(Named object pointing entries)
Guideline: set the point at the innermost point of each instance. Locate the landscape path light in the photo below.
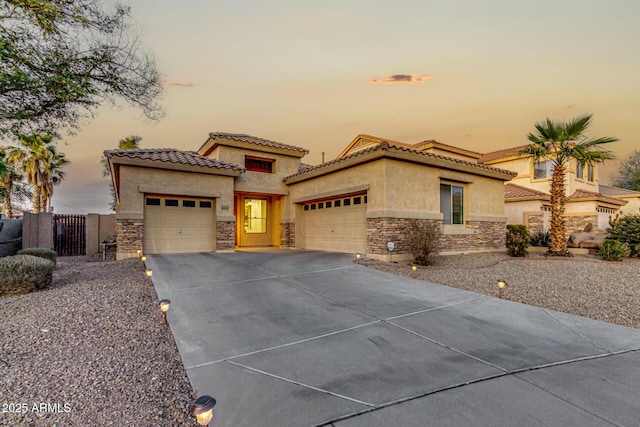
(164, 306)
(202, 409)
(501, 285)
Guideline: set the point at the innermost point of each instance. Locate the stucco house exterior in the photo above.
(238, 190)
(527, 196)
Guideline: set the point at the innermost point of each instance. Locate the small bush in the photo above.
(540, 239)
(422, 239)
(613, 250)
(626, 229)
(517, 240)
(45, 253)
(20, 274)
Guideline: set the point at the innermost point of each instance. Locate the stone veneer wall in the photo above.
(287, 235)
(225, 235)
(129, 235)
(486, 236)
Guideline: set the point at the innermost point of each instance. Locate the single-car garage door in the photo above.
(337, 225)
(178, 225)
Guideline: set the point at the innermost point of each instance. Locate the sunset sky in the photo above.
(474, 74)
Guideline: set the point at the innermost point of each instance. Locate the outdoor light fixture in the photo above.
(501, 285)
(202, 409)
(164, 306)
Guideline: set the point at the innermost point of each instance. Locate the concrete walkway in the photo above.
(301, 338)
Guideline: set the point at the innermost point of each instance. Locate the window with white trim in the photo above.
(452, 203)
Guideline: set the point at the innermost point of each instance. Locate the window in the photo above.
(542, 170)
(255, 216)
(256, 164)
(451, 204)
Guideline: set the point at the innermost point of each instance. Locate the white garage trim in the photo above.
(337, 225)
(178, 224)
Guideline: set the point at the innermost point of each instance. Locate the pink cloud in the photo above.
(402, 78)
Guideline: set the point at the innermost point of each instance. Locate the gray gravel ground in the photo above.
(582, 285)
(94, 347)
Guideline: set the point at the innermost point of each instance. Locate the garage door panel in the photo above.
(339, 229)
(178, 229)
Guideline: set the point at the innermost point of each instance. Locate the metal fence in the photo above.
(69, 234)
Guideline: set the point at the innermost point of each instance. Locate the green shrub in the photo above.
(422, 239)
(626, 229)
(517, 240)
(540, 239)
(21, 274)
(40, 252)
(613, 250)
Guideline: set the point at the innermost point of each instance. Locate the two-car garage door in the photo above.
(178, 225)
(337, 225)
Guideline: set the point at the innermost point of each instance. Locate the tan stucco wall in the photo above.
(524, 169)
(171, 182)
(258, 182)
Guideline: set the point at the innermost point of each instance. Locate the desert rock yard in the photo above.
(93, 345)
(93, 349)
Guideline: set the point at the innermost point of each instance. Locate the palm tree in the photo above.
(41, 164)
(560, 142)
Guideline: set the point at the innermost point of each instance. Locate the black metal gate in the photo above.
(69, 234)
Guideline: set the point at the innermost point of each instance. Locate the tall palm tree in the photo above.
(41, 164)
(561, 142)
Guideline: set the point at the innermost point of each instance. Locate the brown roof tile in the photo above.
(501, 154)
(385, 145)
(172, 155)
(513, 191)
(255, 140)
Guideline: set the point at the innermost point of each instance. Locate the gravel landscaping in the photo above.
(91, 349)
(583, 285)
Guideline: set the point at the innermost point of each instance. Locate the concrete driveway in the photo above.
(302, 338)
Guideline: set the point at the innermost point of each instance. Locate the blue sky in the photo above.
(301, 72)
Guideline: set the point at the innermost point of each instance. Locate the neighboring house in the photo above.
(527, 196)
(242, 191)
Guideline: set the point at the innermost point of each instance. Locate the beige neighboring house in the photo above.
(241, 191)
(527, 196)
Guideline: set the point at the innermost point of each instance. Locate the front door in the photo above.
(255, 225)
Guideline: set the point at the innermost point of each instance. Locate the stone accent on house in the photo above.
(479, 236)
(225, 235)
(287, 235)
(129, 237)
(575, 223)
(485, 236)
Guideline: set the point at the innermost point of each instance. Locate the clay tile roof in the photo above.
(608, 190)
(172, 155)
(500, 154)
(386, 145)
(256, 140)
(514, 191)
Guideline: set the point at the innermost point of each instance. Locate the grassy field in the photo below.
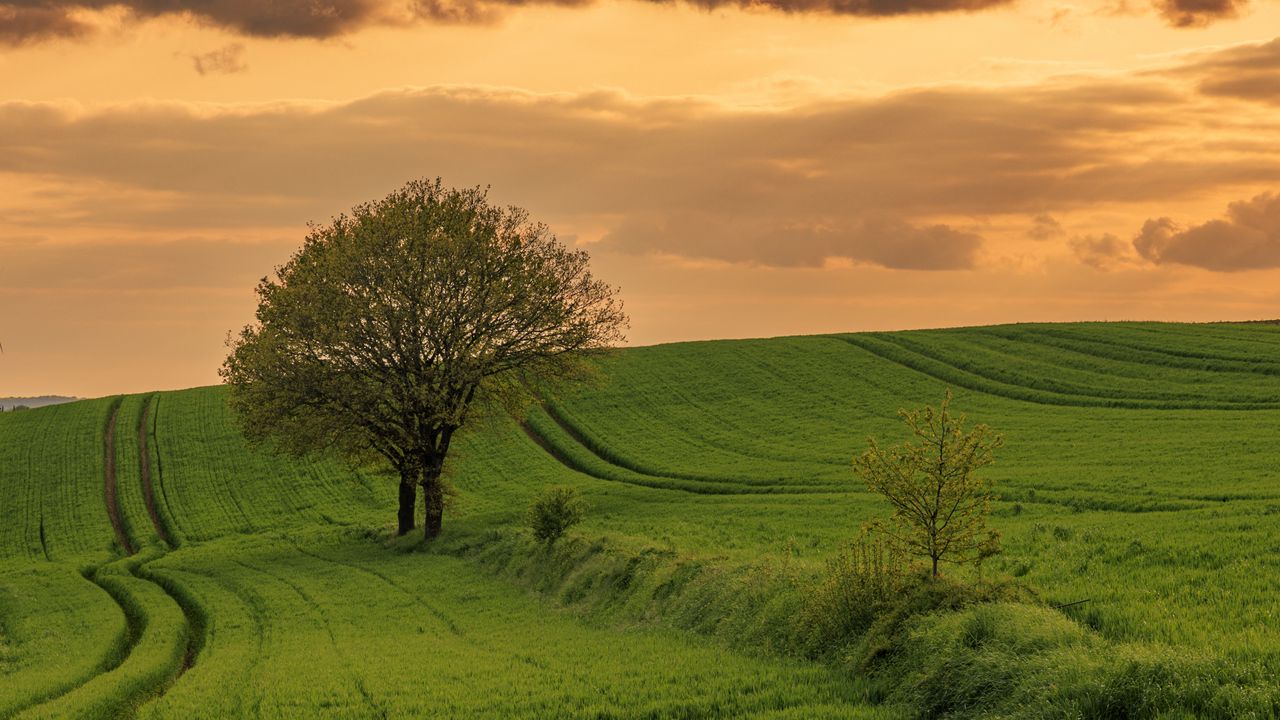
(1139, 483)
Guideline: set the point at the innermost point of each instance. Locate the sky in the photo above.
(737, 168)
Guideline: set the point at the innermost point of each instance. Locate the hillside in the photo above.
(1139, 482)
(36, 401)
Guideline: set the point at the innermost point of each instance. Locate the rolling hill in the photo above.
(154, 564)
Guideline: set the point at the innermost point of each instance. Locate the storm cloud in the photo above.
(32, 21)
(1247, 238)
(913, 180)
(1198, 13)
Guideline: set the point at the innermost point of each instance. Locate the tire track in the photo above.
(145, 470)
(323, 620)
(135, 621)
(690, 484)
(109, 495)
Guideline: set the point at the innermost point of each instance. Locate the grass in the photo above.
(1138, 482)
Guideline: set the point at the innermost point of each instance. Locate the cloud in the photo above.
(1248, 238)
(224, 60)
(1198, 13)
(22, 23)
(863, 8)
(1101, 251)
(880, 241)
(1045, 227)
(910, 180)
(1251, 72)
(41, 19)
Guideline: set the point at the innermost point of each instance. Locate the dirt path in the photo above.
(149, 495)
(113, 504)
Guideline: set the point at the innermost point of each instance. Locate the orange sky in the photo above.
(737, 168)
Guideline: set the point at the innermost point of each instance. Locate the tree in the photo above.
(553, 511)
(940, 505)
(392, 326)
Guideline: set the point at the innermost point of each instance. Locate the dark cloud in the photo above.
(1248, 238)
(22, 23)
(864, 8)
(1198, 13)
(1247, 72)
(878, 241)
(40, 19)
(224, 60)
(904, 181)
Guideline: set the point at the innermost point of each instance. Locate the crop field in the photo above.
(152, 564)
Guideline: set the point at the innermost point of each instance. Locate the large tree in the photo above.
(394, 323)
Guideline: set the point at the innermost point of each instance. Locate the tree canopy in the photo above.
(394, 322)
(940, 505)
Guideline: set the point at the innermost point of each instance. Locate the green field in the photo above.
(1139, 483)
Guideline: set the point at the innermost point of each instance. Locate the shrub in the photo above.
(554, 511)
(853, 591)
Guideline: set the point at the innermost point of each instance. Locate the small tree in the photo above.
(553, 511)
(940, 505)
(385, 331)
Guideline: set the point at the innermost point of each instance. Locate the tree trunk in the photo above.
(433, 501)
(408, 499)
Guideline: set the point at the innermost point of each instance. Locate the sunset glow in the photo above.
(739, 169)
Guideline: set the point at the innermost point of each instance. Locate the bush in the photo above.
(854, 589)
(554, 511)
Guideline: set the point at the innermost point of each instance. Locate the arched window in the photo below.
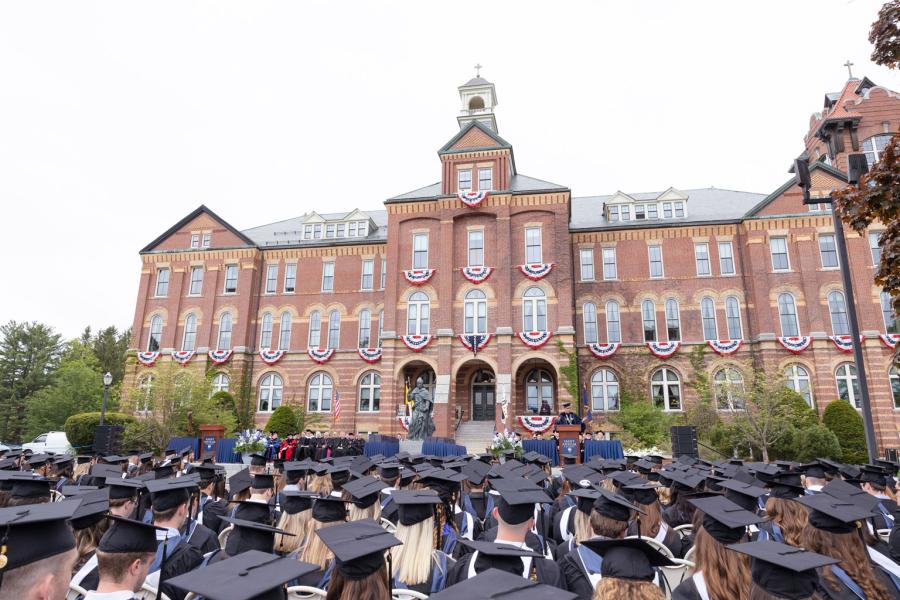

EXERCISE REQUIREMENTS ▸ Repeat every line of the records above word for word, leaving out the pictures.

SOLVED PROBLEM ▸
Guideline: set the point at the innermost point of each instance. Locate the landscape path light in the photo below.
(164, 306)
(202, 409)
(501, 285)
Guideline: set the point at the innermost point of each instance. Locate the stucco house exterior in the photo above.
(238, 190)
(527, 196)
Guideline: set the point at the innermost point of each instance. Locate the small bush in the photo above.
(540, 239)
(422, 239)
(613, 250)
(626, 229)
(517, 240)
(45, 253)
(20, 274)
Guideline: set the point at the innermost point of each instance. Locate the stone veneer wall in the photo above.
(287, 235)
(225, 235)
(129, 235)
(486, 236)
Guideline: set the point at the innermost point of each instance. Locate the single-car garage door in the photo above.
(337, 225)
(178, 225)
Guideline: set the point at the innermost point of each instance. Locate the sunset sky in the photo above.
(474, 74)
Guideline: set the point at the innermost point of each instance. Locate the outdoor light fixture in the photo above.
(501, 285)
(202, 409)
(164, 306)
Guideline: set the point at the innermost point of each instance. Locate the concrete walkway in the photo above.
(301, 338)
Guideline: set the point at the innermost point of each instance. Locate the window with white trim in the photo above.
(452, 203)
Guideline: set the point at the innermost point of each instance. Locate the window in the photo above.
(542, 170)
(255, 216)
(256, 164)
(451, 204)
Guideline: set the point at the innermost point of each instance. Locate the white garage trim in the photo above.
(337, 225)
(178, 224)
Guideline: set the point at the innermost point of each instance. Locate the pink cloud in the photo above.
(402, 78)
Guideline: set the point at the innermost point of each instance. Locate the gray gravel ground in the photo above.
(582, 285)
(94, 347)
Guideline: set the point at the innermost point of each instance. Locate the garage door panel in the photo above.
(339, 229)
(178, 229)
Guideline: set the point at the innermost point of each instance. Locate the metal fence in the photo above.
(69, 234)
Guideline: set the point at the innermost point of each instance. Locate the green shrub in the photo above.
(422, 239)
(626, 229)
(517, 240)
(540, 239)
(21, 274)
(40, 252)
(613, 250)
Guideline: set the point at the innermost point of each instance. Locate the two-car garage door in the photo above.
(178, 225)
(337, 225)
Guideline: set the point at the innermost point of each instance. Locate the tan stucco wall in the photo above.
(524, 169)
(171, 182)
(258, 182)
Guideline: set the point at the innermost point of each instance. Locate the desert rock yard in the photo above.
(93, 345)
(93, 349)
Guideline: set the point at the innermost point of each instance. Locate the palm tree in the photo above.
(41, 164)
(560, 142)
Guideline: set the point at the innermost point of each instance. Locate the black metal gate in the photo above.
(69, 234)
Guideline: set the point at the innermost point of each instance. Locate the tall palm tree in the photo above.
(41, 164)
(561, 142)
Guideline: set the point at the innermost point of each instance. Locate the brown roof tile in the photo above.
(501, 154)
(385, 145)
(172, 155)
(513, 191)
(255, 140)
Guideline: set the point at the innermost point of each instance. Locate the gravel landscaping in the photo above.
(91, 349)
(583, 285)
Guideline: set the point at the innermost point of each instance. Locate the concrete driveway in the photo above.
(302, 338)
Guideline: set the point at the innermost point of each instance. Locate the blue sky in the photo above.
(301, 72)
Guideline: set the point at the innermost point of each instance. Locate the neighboring house in the photo above.
(527, 196)
(242, 191)
Guideline: set the point at the innermost point of each instance. Locate the beige neighboring house in the photo above.
(241, 191)
(527, 196)
Guideline: set the point at the innermost point of each instance. Locate the front door in the photo above.
(255, 225)
Guideline: set the point at the innermost point of each instance. Locate the stone accent on house in the photo above.
(479, 236)
(225, 235)
(287, 235)
(129, 237)
(575, 223)
(485, 236)
Guideline: set the point at the innermost point of each instance. Locate the clay tile roof in the photo above.
(608, 190)
(172, 155)
(500, 154)
(386, 145)
(256, 140)
(514, 191)
Guideline: set the point at the innermost point of each instance. Locate the grassy field in the photo below.
(1139, 483)
Guideline: set the point at the innermost point of each instance. Locate the sky in the photo above.
(737, 168)
Guideline: set the point at the innermost point of each instance. Locate the hillside in the photo above.
(1139, 482)
(36, 401)
Guideline: set the point at the innermost point of each instance. Locate the rolling hill in the photo above.
(154, 564)
Guideline: set the point at the innermost point of each instance. Locate the storm cloud in the photo above.
(32, 21)
(1247, 238)
(913, 180)
(1198, 13)
Guideline: set the point at the innermost point of each instance. Locate the tire track in the photo above.
(145, 470)
(323, 620)
(135, 621)
(690, 484)
(109, 495)
Guideline: set the point at the innermost point of each instance. Locate the grass in the photo above.
(1138, 482)
Guideline: set the point at the innermost point of each instance. Locate the cloud in the photo above.
(1248, 238)
(224, 60)
(1198, 13)
(22, 23)
(863, 8)
(1101, 251)
(880, 241)
(1045, 227)
(910, 180)
(1251, 72)
(41, 19)
Guideline: set the point at the innermost point of each instance. Locate the dirt path in the photo above.
(149, 495)
(113, 504)
Guideline: set the point at the innermost point of each instance. Locate the orange sky in the photo above.
(737, 168)
Guideline: set the point at the innermost point of each instance. Locate the tree in the photo above.
(553, 511)
(940, 505)
(392, 326)
Guideline: set the point at the innermost point of each instance. Locate the dark cloud in the photo above.
(1248, 238)
(22, 23)
(864, 8)
(1198, 13)
(1247, 72)
(878, 241)
(40, 19)
(224, 60)
(904, 181)
Guideline: set the point at the innermost point of each instance. Locate the crop field in the photo above.
(152, 564)
Guideline: set the point at the innermost point of each instance. Locate the large tree in the photo above.
(394, 323)
Guideline: set the point at the innermost point of each instance. Locate the tree canopy in the photo above.
(394, 322)
(940, 505)
Guideline: set the point at the innermost point of each instance. Locate the green field in the photo above.
(1139, 483)
Guideline: set the point at the innermost point of each instance. Locate the shrub in the photo above.
(554, 511)
(853, 591)
Guideline: set the point at the innermost point of each instance. Locate the small tree in the photo above.
(553, 511)
(940, 505)
(385, 331)
Guideline: set the point at the innermost point of each instance. Locate the tree trunk in the photo above.
(433, 501)
(408, 499)
Guideline: set the point at the innermost point of each instance. Locate the sunset glow in the photo above.
(739, 169)
Guideline: set the point at the innermost point of each instance. Locate the bush in the photo above.
(854, 589)
(554, 511)
Guideline: set the point at the innermost point of each instance. Locate the arched window in the photo below.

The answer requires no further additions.